**Provided data:**
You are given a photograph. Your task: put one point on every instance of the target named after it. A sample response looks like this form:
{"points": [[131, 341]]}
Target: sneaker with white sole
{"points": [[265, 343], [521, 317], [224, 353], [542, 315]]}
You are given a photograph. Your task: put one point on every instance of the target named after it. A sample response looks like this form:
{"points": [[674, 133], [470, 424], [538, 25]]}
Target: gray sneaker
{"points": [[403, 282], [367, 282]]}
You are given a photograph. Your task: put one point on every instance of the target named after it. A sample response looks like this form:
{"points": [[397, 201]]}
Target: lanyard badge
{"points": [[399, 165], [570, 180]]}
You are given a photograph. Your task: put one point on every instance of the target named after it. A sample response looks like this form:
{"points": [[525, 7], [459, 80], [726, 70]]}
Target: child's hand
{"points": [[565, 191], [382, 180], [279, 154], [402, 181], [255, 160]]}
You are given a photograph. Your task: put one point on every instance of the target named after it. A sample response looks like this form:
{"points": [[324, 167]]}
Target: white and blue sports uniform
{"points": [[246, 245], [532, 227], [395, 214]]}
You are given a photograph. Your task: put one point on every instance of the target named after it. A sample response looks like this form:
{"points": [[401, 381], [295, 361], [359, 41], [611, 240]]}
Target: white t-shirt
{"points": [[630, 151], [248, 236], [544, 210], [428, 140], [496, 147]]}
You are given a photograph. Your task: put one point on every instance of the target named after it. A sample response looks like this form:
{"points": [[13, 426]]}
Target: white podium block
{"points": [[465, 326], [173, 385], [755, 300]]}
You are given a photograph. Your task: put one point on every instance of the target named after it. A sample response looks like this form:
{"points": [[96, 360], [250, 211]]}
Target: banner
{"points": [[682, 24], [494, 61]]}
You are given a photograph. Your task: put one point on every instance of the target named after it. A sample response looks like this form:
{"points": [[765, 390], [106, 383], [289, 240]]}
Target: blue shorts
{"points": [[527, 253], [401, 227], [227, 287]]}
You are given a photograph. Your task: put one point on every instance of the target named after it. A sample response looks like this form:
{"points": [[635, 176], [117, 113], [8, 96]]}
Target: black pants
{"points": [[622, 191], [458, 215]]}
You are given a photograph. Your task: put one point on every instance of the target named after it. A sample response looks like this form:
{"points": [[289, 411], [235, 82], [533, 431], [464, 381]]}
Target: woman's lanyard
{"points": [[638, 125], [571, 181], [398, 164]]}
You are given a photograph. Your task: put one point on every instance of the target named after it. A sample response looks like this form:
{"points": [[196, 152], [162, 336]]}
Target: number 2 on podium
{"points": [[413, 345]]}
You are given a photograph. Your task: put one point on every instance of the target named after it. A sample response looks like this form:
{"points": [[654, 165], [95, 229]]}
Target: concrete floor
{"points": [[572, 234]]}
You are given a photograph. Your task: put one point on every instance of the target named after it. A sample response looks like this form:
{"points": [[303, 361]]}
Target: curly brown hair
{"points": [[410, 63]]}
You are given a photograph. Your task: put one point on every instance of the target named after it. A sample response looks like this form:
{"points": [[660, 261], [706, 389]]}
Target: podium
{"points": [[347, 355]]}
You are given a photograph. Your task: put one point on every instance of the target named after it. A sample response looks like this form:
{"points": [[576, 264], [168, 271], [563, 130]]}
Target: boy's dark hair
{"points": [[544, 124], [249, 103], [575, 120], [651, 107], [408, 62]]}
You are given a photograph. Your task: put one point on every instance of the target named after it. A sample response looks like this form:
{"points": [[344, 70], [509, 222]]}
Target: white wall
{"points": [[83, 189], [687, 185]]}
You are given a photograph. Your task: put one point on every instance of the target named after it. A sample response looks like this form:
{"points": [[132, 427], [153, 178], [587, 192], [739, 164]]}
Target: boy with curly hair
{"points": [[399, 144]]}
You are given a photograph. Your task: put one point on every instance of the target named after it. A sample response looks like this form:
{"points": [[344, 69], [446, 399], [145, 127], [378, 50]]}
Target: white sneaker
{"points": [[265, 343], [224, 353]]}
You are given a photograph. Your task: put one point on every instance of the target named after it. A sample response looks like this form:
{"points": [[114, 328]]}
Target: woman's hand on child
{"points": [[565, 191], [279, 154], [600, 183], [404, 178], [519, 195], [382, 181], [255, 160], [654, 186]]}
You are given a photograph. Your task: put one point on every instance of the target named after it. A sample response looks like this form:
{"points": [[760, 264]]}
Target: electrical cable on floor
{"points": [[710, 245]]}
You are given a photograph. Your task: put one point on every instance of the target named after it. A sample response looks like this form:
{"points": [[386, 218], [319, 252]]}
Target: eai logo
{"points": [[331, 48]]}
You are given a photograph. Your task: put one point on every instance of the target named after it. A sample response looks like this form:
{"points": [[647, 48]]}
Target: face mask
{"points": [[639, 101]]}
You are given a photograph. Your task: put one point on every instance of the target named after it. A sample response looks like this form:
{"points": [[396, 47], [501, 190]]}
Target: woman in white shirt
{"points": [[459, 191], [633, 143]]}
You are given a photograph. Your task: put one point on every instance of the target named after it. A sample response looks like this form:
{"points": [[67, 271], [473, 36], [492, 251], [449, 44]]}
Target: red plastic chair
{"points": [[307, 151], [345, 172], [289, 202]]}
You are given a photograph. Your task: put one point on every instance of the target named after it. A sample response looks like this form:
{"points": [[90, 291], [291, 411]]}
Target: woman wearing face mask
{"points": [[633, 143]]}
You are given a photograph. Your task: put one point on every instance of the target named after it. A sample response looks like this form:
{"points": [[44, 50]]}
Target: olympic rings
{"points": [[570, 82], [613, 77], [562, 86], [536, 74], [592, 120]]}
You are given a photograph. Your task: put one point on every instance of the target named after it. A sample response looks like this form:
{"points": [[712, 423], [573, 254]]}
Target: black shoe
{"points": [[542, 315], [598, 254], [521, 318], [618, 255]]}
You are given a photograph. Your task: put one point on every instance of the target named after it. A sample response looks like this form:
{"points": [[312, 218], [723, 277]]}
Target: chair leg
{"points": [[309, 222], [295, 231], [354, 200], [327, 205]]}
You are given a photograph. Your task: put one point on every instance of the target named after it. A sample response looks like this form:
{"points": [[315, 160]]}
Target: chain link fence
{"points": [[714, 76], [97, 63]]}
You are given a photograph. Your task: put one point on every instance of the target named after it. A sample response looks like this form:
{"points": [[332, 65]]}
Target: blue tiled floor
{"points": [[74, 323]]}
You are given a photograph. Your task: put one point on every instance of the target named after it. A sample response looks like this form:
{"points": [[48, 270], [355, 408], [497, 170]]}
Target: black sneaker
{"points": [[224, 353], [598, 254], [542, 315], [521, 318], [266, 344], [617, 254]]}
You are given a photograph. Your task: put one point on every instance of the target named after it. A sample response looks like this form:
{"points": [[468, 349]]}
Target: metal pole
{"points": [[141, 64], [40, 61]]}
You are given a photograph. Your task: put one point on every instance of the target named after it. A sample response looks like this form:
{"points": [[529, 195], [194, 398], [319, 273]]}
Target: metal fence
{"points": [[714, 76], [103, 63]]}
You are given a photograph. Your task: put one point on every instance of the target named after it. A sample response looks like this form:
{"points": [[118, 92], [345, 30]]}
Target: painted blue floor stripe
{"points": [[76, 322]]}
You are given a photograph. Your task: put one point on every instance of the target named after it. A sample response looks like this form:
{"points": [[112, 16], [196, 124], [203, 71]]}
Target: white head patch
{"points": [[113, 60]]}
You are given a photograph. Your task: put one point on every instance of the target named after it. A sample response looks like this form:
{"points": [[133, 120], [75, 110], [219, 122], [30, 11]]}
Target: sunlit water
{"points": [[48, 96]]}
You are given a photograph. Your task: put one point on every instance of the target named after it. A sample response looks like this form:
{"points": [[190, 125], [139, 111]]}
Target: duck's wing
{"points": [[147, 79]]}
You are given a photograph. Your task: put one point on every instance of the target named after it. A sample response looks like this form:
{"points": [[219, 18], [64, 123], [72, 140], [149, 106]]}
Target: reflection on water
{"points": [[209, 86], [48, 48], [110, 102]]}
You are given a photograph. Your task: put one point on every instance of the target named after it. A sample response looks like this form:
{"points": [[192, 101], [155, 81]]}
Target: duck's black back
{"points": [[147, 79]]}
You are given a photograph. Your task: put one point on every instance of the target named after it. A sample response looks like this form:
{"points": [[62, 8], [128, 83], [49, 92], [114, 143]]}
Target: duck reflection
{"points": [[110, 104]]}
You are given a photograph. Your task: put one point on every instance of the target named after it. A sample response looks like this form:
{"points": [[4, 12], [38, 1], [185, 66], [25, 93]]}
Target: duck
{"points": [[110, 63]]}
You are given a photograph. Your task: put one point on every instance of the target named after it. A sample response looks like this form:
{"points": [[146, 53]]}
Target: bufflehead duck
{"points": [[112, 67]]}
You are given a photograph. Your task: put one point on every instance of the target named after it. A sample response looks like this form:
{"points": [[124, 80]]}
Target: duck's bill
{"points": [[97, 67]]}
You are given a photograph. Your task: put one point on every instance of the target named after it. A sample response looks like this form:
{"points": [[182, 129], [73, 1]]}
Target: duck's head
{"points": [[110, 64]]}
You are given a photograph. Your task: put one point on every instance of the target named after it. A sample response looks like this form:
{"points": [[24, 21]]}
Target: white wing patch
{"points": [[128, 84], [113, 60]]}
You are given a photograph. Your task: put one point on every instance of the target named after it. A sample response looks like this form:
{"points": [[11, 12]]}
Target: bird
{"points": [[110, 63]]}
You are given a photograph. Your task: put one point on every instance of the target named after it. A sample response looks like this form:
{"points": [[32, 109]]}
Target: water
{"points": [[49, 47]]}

**Brief:** Report how many lines of the entries above contain the word "black", counting only matches with the same case. Give the number alone.

**Task response:** 4